▸ Requests:
**A)** In the Qlab thread on multiple cameras, retype everything from "I don't think" down to "(Jun 10, 2011)" word for word.
**B)** According to the Qlab thread on multiple cameras, which program requires each camera to have its own Firewire card?

# Qlab with Multiple Cameras



## joeyfergie (Jun 4, 2011)

I am looking into using Qlab for live cameras for an upcoming show. I know that Qlab can handle video, audio and MIDI cues (I have used it for that before), but I have never worked with live cameras. For this show, we will need 3 cameras. They will be inputted via Firewire, however I would like to know if I will need a separate Firewire cards for each camera, or if they will all work on one Firewire card with multiple inputs (I will be using a Mac Pro for this). I know some programs (such as Wirecast) require each camera to have its own Firewire card. If anyone knows the answer to this, it would help a lot. Thanks!


----------



## metti (Jun 4, 2011)

I don't think you need separate FW cards but, worth noting, is that I have had some issues with multiple cameras via FW into Macs. Quicktime, which is what is responsible for the behind the scenes stuff in many Mac based AV applications include QLab, can have trouble recognizing cameras with the same IDs which can be an issue with multiple same-model cameras via FW. Just something to keep in mind.


----------



## Fatcatpro (Jun 10, 2011)

▸ Data extract:
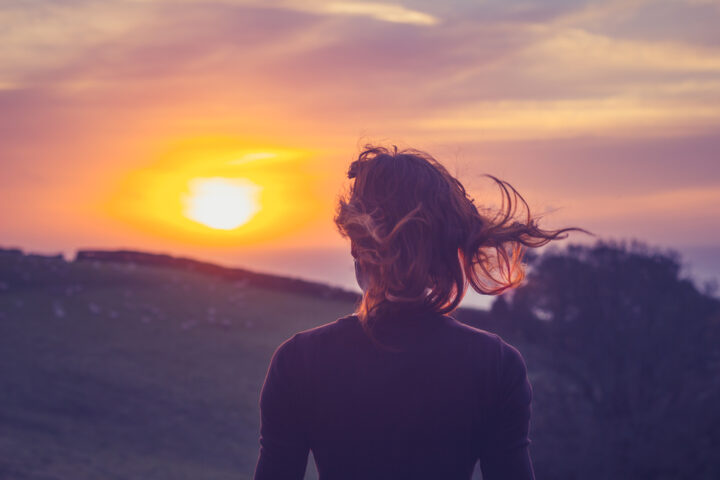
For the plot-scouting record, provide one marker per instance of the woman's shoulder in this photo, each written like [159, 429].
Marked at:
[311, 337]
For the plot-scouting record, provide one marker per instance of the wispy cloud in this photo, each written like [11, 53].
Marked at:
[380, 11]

---

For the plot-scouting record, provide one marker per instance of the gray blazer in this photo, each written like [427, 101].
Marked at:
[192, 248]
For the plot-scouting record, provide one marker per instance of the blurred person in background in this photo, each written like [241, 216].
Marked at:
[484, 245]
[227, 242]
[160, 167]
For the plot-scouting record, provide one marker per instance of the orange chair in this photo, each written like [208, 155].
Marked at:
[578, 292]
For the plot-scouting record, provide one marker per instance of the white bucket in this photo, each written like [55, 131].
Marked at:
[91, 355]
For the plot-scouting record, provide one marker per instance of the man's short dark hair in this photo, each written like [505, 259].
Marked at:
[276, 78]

▸ Solution set:
**A)**
I don't think you need separate FW cards but, worth noting, is that I have had some issues with multiple cameras via FW into Macs. Quicktime, which is what is responsible for the behind the scenes stuff in many Mac based AV applications include QLab, can have trouble recognizing cameras with the same IDs which can be an issue with multiple same-model cameras via FW. Just something to keep in mind.


----------



## Fatcatpro (Jun 10, 2011)

**B)** Wirecast